→ WHAT YOU ARE ASKED TO DO: Please go line by line and repeat the data below exactly, with no images.
===== RAW DATA
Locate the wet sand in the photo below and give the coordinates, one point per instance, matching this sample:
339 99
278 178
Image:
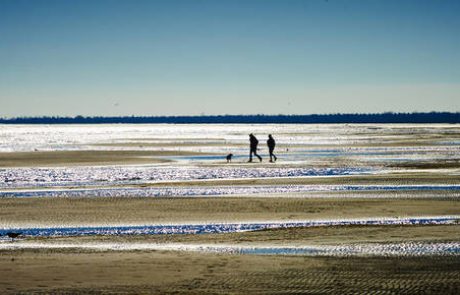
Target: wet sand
84 157
33 212
78 271
158 272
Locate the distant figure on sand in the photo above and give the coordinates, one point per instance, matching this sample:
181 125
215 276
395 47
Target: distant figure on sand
229 158
271 147
253 142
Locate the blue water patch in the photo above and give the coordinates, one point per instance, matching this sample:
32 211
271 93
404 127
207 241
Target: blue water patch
228 190
80 176
214 228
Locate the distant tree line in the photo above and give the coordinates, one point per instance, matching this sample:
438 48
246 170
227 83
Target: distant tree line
431 117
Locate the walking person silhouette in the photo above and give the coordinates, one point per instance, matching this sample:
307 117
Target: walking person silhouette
253 142
271 147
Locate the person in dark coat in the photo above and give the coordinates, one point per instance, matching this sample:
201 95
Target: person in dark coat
271 147
253 142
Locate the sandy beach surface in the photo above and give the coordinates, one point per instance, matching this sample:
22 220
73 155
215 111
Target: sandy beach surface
398 184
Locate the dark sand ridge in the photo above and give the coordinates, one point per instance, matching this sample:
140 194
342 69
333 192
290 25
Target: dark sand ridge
86 157
301 236
30 212
159 272
404 178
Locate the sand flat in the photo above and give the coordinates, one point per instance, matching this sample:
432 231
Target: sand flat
161 272
84 157
30 212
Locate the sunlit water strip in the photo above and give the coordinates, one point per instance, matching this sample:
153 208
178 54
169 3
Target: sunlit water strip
101 175
228 190
367 249
212 228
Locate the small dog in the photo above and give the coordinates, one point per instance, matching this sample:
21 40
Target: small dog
229 158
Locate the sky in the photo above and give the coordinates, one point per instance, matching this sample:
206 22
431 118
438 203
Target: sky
194 57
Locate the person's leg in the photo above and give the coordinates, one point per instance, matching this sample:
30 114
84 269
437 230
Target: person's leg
255 153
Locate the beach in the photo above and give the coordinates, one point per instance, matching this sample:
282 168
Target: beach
130 209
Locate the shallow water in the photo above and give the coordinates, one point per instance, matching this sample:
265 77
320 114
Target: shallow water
224 190
114 175
213 228
374 249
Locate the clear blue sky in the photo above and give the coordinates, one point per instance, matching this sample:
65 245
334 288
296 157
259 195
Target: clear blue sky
70 57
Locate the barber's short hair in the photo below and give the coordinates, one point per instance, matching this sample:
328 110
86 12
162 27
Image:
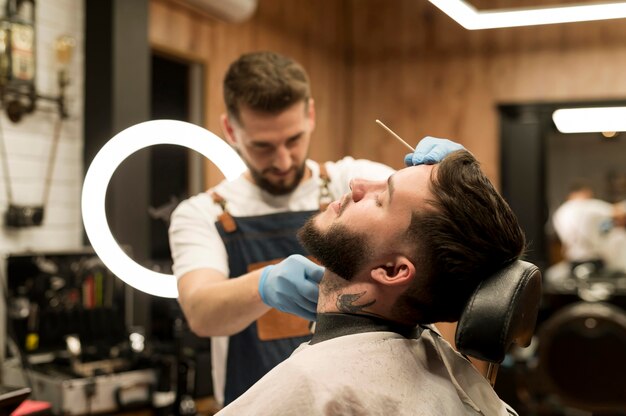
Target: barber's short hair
265 82
466 233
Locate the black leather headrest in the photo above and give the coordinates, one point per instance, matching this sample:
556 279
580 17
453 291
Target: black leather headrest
501 312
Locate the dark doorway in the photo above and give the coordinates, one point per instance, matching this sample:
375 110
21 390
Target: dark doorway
169 164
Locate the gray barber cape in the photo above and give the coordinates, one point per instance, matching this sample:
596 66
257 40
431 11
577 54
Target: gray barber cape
372 373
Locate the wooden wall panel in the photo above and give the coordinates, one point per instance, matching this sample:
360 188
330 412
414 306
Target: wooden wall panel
311 31
405 62
425 75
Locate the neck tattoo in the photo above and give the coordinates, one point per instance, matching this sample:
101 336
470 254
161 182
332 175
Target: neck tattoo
347 303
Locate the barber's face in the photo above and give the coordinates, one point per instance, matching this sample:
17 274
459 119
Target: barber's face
274 146
365 225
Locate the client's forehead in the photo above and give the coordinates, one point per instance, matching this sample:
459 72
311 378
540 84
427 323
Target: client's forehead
415 180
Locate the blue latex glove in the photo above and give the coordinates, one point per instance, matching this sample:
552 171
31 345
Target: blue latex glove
431 150
292 286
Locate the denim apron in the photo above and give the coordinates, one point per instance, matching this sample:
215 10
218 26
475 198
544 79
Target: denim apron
252 243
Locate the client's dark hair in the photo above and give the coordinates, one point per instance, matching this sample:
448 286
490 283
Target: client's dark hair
465 234
266 82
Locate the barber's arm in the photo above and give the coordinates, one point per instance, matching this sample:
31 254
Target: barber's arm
215 305
431 150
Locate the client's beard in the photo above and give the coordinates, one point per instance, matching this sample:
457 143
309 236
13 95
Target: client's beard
340 250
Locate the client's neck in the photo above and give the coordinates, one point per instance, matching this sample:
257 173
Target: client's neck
359 296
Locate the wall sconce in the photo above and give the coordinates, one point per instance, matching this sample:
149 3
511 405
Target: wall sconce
18 94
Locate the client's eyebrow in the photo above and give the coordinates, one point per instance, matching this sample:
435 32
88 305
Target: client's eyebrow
391 187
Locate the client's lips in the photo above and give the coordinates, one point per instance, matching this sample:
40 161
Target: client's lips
339 205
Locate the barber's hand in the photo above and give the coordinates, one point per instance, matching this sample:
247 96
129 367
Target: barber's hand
431 150
292 286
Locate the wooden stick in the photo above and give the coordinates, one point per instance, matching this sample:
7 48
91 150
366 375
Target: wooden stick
395 135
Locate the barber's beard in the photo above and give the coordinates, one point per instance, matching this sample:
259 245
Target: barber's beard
340 250
276 188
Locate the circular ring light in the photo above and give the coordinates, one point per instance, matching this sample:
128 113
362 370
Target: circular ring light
114 152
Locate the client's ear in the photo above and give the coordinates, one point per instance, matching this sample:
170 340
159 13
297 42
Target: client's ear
397 271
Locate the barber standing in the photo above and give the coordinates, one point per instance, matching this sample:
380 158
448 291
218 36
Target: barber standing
225 240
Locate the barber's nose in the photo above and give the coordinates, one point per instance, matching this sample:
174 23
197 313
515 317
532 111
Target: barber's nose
282 159
361 187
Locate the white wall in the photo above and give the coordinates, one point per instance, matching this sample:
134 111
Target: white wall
28 143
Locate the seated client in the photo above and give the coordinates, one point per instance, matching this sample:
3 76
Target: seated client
399 254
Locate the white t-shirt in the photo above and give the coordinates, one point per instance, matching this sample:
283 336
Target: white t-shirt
578 222
195 242
375 374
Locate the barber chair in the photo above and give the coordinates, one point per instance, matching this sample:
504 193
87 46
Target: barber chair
501 313
582 358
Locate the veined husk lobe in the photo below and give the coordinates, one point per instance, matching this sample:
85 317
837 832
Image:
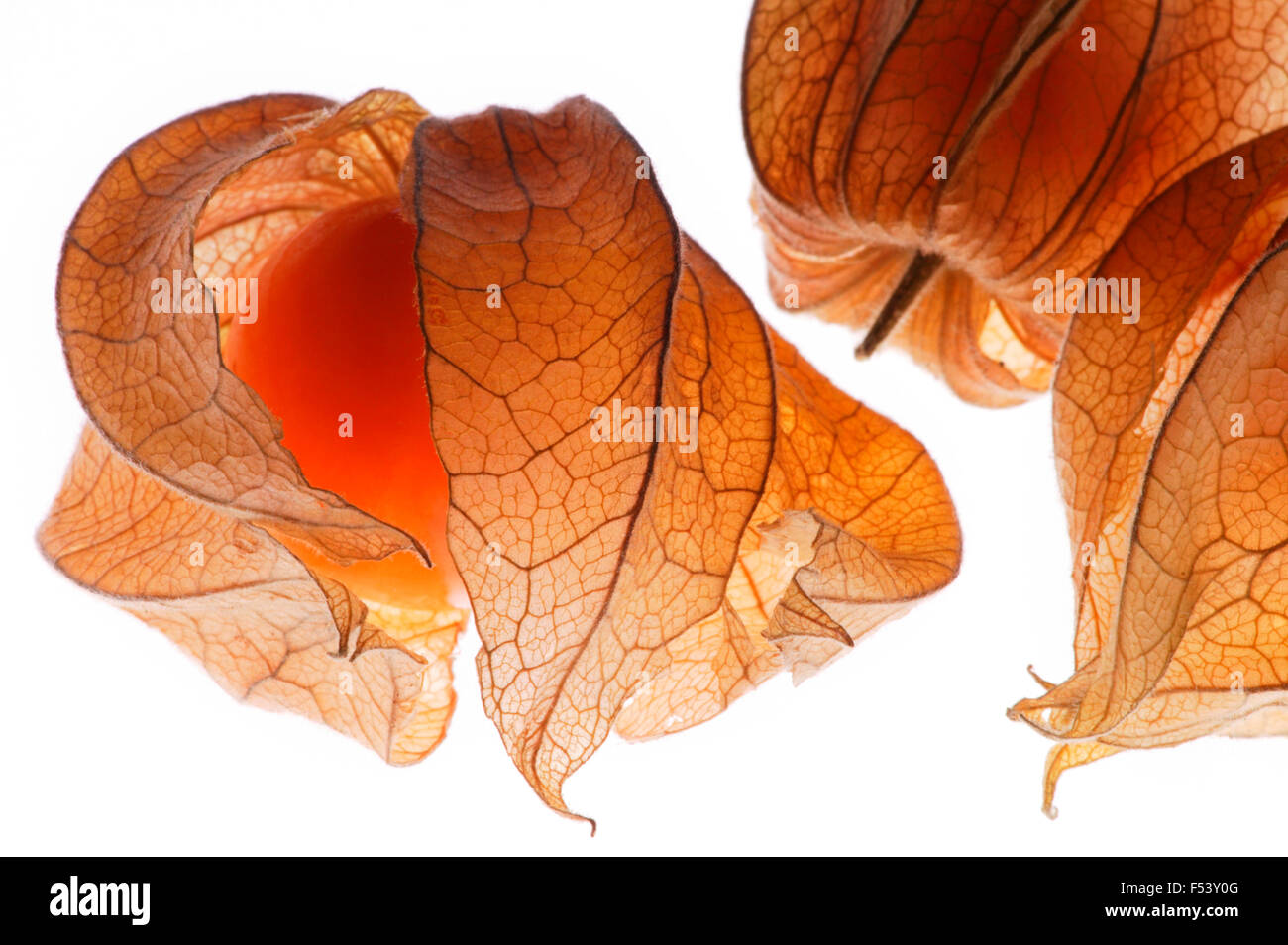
==========
→ EXERCISE RESPONSE:
Locate the wet sand in the photo below and give the coordinates, one point per instance, matching this sample:
339 99
278 178
Image:
Target: wet sand
84 157
33 212
78 271
158 272
Locate the distant figure on sand in the photo above and give the coordinates, one point per instance, matching this sample:
181 125
215 276
395 47
Target: distant figure on sand
229 158
271 147
253 142
Locate the blue water patch in the photo above and give the coordinates, one point per instance, matching this sample:
32 211
271 93
404 127
207 241
Target: blue water patch
228 190
80 176
214 228
Locate the distant tree line in the photo above and give the coordinates, one point per instance, matching this sample:
438 48
246 170
227 83
Target: distant tree line
431 117
Locate the walking person silhouette in the photo above and give the coordinates, one point per instance, matching this sample:
307 117
Target: walking person silhouette
253 142
271 147
Locate the person in dark coat in the photo above and give the coordinates, one point per instance, matching this sample:
201 95
Target: person in dark coat
271 147
253 142
Locate the sandy beach surface in the photo above and give the coordinates, one point per instance, matching this sample:
22 220
73 155
215 111
Target: sandy beach surface
398 184
Locate the dark sand ridge in the photo above and give the coordinates, one point per instance, matching this sample:
140 194
342 69
333 192
290 25
Target: dark sand ridge
86 157
301 236
30 212
159 272
404 178
Locate the sand flat in the photo above and give the coordinates, one point per instance, matching this sample:
432 231
Target: sand flat
161 272
84 157
30 212
Locate the sunlit water strip in the photo above and give the coordinates, one point per instance, matching this sample:
153 208
178 54
169 3
Target: sunlit water strip
101 175
228 190
367 249
212 228
Locate the small dog in the photo above and give the coordinates, one point per instance, matching this sample:
21 40
Target: small dog
229 158
Locate the sky in the photo above and give the coordinates, one point per instance, matching this sample:
206 22
431 118
438 203
Target: sky
194 57
Locate the person's leg in the photo above and give the coordinates, one point per instance, matching this sample:
30 114
84 269
437 230
Target: person's leg
255 153
Locate the beach in the photo above and give the coordinates, one point per instance, matching this sample:
282 168
Target: beach
130 209
Locate the shallow water in the photo above and give the coordinates, one point per instance, matching this sample:
265 77
320 114
Target: shallow water
224 190
114 175
213 228
374 249
Locate the clear blue sky in the photo above and give the coordinates, one point per instance, matching this sample:
65 245
334 288
296 157
259 195
Target: clear blue sky
70 57
Locate the barber's short hair in the photo below and give the coordinates, one point per instance, matching this sample:
328 110
86 12
162 27
Image:
Target: barber's short hair
265 82
466 233
Locate the black leather headrest in the photo above and give the coordinates, one point per instance, matching this sample:
556 279
580 17
453 291
Target: black leather headrest
501 312
Locate the dark doorway in the photo above and give the coordinates, one point per instance, matching this sample:
375 110
21 390
Target: dark doorway
169 164
Locate the gray barber cape in the photo above and give the coordinates, one point per instance, matching this sample:
596 66
257 40
431 11
577 54
Target: gray barber cape
372 373
Locate the wooden wall panel in the photo above and give the coordinates, one point per instance, matching this sample:
360 188
330 412
414 306
Target: wooden wall panel
311 31
405 62
425 75
Locate the neck tattoo in the photo above and give the coordinates, one point per instance, matching this sample:
101 336
470 254
161 182
332 175
Target: neck tattoo
347 303
Locate the barber's face in the photo above and give the coordinates, one point per instance, matching this sample:
17 274
459 119
Target: barber's face
274 146
365 225
Locate the client's forehead in the photo above and give the coordinates, one point per instance, matching this sample:
459 72
311 378
540 84
427 323
Target: client's forehead
415 180
Locate the blue latex glove in the photo above and give the coordinates, one point per instance, matching this sample:
552 171
31 345
Target: blue latex glove
431 150
292 286
Locate the denim apron in the photo above and give the coordinates, one point per instance, matching this sample:
215 10
218 26
475 198
544 79
Target: denim apron
252 243
Locate the client's dark hair in the photo above and give the coordinates, one point per instance, matching this sample:
448 286
490 283
Target: client's dark hair
465 234
266 82
Locate the barber's arm in the photo above and give the coordinates, one point per instance, matching this sample:
31 254
Target: barber's arm
215 305
431 150
Locate the client's beard in the photo above and give the coordinates, one point per instance, matching this sample:
457 143
309 236
13 95
Target: client's beard
340 250
Locate the client's neck in the photo above and give the coordinates, one point per instance, matching this sample:
257 173
Target: client's neck
359 296
Locate the wall sconce in the photo above and give the coordinates, one point per instance, matching this sample:
149 3
511 405
Target: wall sconce
18 94
Locate the client's eyebrow in the photo above and give the coordinates, one point per instance, matching this sample:
435 32
88 305
Target: client's eyebrow
391 187
Locate the client's lips in the photo above and give the coordinates, one point per instance, matching this sample:
40 161
Target: client's lips
339 205
Locate the barber's hand in the photo above and give the coordinates, one point per instance, matching this sample:
247 96
129 367
Target: barber's hand
431 150
292 286
Locate the wooden stick in the photo above and give the coordinates, one point per instance, matching this sample:
7 48
91 150
366 375
Target: wooden stick
395 135
Locate the barber's beard in the photo above and give the coordinates, one point per instance, matching this sample:
259 245
Target: barber's beard
340 250
276 188
Locate the circular ring light in the photo above and give the coordinates, one point per instance, matching this sample:
128 113
362 370
Target: circular ring light
114 152
Locate the client's ear in the photo above and give the coordinates, one point per instance, matching this sample:
170 340
159 13
297 42
Target: client's ear
397 271
Locate the barber standing in the photo above and give the coordinates, one point per instance, matching this sample:
380 158
448 291
218 36
Target: barber standing
225 240
Locate the barber's nose in the photo above and give the coordinates, one point per instance, matching this sample:
174 23
197 313
515 317
532 111
Target: barber's nose
282 159
361 187
Locate the white wall in the photo above and give the coordinates, one point per instance, matching this sample:
134 111
Target: white wall
28 143
Locate the seated client in the photo above and give the coordinates, one point per instance, matching this sample:
3 76
Target: seated client
399 254
Locate the white t-shirt in the photo above and give the coordinates, one point per instance, matching this sample:
283 336
Target: white t-shirt
578 222
195 242
375 374
Locate the barber chair in the photo above and give the coordinates, one point per instance, matching this sample:
504 193
87 46
Target: barber chair
501 313
582 358
Locate the veined husk lobe in the photo below and give the coordinates, one point per instance, matching this sample:
85 317
837 832
Image:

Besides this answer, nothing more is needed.